-- start of Supplied records --
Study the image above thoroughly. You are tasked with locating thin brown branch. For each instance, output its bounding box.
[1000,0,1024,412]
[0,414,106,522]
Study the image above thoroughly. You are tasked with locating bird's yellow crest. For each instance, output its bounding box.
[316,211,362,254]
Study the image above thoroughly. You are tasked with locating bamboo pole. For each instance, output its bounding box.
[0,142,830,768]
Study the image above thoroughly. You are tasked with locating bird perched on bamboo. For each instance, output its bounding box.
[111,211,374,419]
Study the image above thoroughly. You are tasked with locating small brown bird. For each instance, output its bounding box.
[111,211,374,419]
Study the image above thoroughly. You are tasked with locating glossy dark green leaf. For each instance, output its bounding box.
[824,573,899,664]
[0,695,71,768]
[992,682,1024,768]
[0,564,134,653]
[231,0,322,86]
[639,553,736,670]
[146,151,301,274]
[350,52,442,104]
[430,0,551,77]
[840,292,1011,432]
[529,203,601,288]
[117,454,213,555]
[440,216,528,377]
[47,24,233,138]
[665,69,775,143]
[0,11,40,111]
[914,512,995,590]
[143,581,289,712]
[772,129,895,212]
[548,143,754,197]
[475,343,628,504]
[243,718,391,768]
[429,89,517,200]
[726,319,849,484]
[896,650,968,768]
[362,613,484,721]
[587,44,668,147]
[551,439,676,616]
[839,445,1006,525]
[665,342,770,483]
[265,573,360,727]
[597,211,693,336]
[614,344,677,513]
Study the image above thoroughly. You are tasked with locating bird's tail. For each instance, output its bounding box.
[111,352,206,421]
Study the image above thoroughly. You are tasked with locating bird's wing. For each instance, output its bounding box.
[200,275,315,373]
-- end of Supplied records --
_Exercise brief_
Reproduce the entire listing above word for word, keeping every line in its original order.

_In response_
Study the image above thoroughly. You are tasked with locating thin brown branch. For each instance, output its bounding box.
[1000,0,1024,412]
[0,414,106,522]
Study the image above thoroughly. You are tasked with locating bird's yellow crest. For each instance, output its bounding box.
[316,211,362,254]
Study the image above thoroughly. You are tasked with locating bamboo pole. For each instance, output its bounding box.
[0,142,830,768]
Study the image above thoroughly. You are tasked with locating bird perched on bamboo. For each instance, output its bounding box.
[111,211,374,419]
Study the image above thoroughly. You are tasked with locating small brown bird. For each instance, output its bounding box.
[111,211,374,419]
Study the image above thoroughly. You are tasked with locating glossy dark green leaf. For each instance, output its bounding box.
[824,573,899,664]
[0,695,71,768]
[992,682,1024,768]
[0,564,134,653]
[231,0,322,86]
[639,553,736,670]
[146,151,301,274]
[350,52,442,104]
[430,0,551,77]
[840,292,1011,432]
[529,203,601,288]
[117,454,213,555]
[440,216,528,377]
[47,24,233,138]
[665,69,775,143]
[0,11,40,111]
[914,512,995,590]
[143,581,289,712]
[772,129,895,212]
[548,143,754,197]
[475,343,628,504]
[243,718,391,768]
[429,89,517,200]
[726,319,849,484]
[896,650,968,768]
[362,613,484,721]
[587,44,668,147]
[551,439,676,616]
[839,445,1006,525]
[665,342,770,483]
[265,573,360,727]
[597,211,693,336]
[614,344,677,513]
Study the image above thoroughly. You are tasked with locating bird's tail. For each instance, output its bounding box.
[111,352,206,421]
Study the image above thoroughly. You are tasked with locating bird's wing. For each instance, output its bounding box.
[200,275,315,373]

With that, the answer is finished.